■ Set problem
Turn every line of the entries below into a Markdown table with the columns Row and Line, numbering the rows and skipping any blank lines. Leave the pictures out of your answer.

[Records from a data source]
<<<<

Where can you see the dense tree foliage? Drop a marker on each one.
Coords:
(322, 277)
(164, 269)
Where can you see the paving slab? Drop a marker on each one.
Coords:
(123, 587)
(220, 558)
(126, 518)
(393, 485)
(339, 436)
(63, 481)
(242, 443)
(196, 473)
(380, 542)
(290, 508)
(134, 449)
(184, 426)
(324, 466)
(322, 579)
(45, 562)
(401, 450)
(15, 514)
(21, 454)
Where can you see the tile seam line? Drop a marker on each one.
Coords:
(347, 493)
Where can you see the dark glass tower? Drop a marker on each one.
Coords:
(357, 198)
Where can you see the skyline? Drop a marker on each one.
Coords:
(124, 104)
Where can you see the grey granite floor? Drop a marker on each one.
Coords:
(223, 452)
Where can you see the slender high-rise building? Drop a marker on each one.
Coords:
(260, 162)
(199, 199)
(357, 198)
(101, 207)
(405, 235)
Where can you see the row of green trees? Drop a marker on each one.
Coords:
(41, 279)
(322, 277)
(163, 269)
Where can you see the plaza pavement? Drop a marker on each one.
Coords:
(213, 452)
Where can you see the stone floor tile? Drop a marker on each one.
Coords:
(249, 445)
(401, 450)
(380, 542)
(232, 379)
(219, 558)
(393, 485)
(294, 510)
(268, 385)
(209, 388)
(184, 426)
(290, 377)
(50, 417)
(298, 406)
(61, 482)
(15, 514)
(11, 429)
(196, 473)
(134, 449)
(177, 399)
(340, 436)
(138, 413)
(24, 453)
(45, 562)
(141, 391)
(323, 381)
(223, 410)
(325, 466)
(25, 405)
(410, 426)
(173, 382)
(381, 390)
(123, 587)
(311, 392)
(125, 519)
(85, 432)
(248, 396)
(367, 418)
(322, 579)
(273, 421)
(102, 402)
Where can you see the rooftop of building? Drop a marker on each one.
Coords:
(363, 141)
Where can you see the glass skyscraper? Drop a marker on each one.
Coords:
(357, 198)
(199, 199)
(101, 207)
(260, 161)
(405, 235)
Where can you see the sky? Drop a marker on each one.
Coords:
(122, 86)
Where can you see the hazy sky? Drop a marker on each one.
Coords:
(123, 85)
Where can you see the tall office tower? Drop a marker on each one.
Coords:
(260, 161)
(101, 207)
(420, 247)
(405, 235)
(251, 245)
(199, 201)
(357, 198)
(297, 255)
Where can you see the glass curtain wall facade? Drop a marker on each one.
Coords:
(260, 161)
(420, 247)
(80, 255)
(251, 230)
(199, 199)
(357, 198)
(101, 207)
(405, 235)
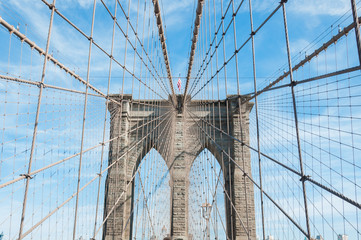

>>>>

■ Worked answer
| Row | Line |
|---|---|
| 1 | Where can you see the dense tree foliage? Drop a marker on each one. |
| 2 | Coords: |
| 3 | (322, 277) |
| 4 | (164, 269) |
| 5 | Where can you see the paving slab? Drop a marker on each one. |
| 6 | Coords: |
| 7 | (123, 587) |
| 8 | (220, 558) |
| 9 | (126, 518) |
| 10 | (393, 485) |
| 11 | (339, 436) |
| 12 | (63, 481) |
| 13 | (242, 443) |
| 14 | (196, 473) |
| 15 | (380, 542) |
| 16 | (290, 508) |
| 17 | (134, 449) |
| 18 | (184, 426) |
| 19 | (324, 466) |
| 20 | (322, 579) |
| 21 | (45, 562) |
| 22 | (401, 450) |
| 23 | (15, 514) |
| 24 | (21, 454) |
| 25 | Where can you see the tile seam line? Drop a marker on each one. |
| 26 | Coords: |
| 27 | (347, 493) |
| 28 | Where can you see the dark glass tower? Drop a marker on each one. |
| 29 | Coords: |
| 30 | (357, 198) |
| 31 | Where can you see the skyline? Drop a marker on each one. |
| 32 | Coords: |
| 33 | (124, 104) |
| 34 | Where can you see the grey granite floor? Drop a marker on each one. |
| 35 | Coords: |
| 36 | (223, 452) |
| 37 | Where can you see the slender high-rise building? Drop a marker on each one. |
| 38 | Coords: |
| 39 | (260, 162) |
| 40 | (199, 199) |
| 41 | (357, 198) |
| 42 | (101, 207) |
| 43 | (405, 235) |
| 44 | Where can you see the row of green trees? Drop a marker on each one. |
| 45 | Coords: |
| 46 | (41, 279) |
| 47 | (322, 277) |
| 48 | (163, 269) |
| 49 | Where can you see the plaza pavement? Drop a marker on each one. |
| 50 | Coords: |
| 51 | (213, 452) |
| 52 | Where can you see the stone floor tile? Drop a marker on each one. |
| 53 | Coords: |
| 54 | (249, 445) |
| 55 | (401, 450) |
| 56 | (380, 542) |
| 57 | (232, 379) |
| 58 | (219, 558) |
| 59 | (393, 485) |
| 60 | (294, 510) |
| 61 | (268, 385) |
| 62 | (209, 388) |
| 63 | (184, 426) |
| 64 | (290, 377) |
| 65 | (50, 417) |
| 66 | (298, 406) |
| 67 | (61, 482) |
| 68 | (15, 514) |
| 69 | (11, 429) |
| 70 | (196, 473) |
| 71 | (134, 449) |
| 72 | (177, 399) |
| 73 | (340, 436) |
| 74 | (138, 413) |
| 75 | (24, 453) |
| 76 | (45, 562) |
| 77 | (141, 391) |
| 78 | (323, 381) |
| 79 | (223, 410) |
| 80 | (325, 466) |
| 81 | (25, 405) |
| 82 | (410, 426) |
| 83 | (173, 382) |
| 84 | (381, 390) |
| 85 | (123, 587) |
| 86 | (311, 392) |
| 87 | (125, 519) |
| 88 | (85, 432) |
| 89 | (248, 396) |
| 90 | (367, 418) |
| 91 | (322, 579) |
| 92 | (273, 421) |
| 93 | (102, 402) |
| 94 | Where can you see the rooftop of building? Drop a marker on each one. |
| 95 | Coords: |
| 96 | (363, 141) |
| 97 | Where can you see the glass skyscraper? Drop a marker on each one. |
| 98 | Coords: |
| 99 | (357, 198) |
| 100 | (199, 199) |
| 101 | (101, 207) |
| 102 | (260, 161) |
| 103 | (405, 235) |
| 104 | Where can you see the sky? Drop a marker on each one. |
| 105 | Coords: |
| 106 | (122, 86) |
| 107 | Where can you see the hazy sky? Drop a marker on each one. |
| 108 | Coords: |
| 109 | (123, 85) |
| 110 | Where can you see the tall office tower? Drop a marker on each one. |
| 111 | Coords: |
| 112 | (260, 161) |
| 113 | (101, 207) |
| 114 | (420, 247) |
| 115 | (405, 235) |
| 116 | (251, 245) |
| 117 | (199, 201) |
| 118 | (357, 198) |
| 119 | (297, 255) |
| 120 | Where can you see the glass curtain wall facade? Drop a marker on each one. |
| 121 | Coords: |
| 122 | (260, 161) |
| 123 | (420, 247) |
| 124 | (80, 255) |
| 125 | (251, 230) |
| 126 | (199, 199) |
| 127 | (357, 198) |
| 128 | (101, 207) |
| 129 | (405, 235) |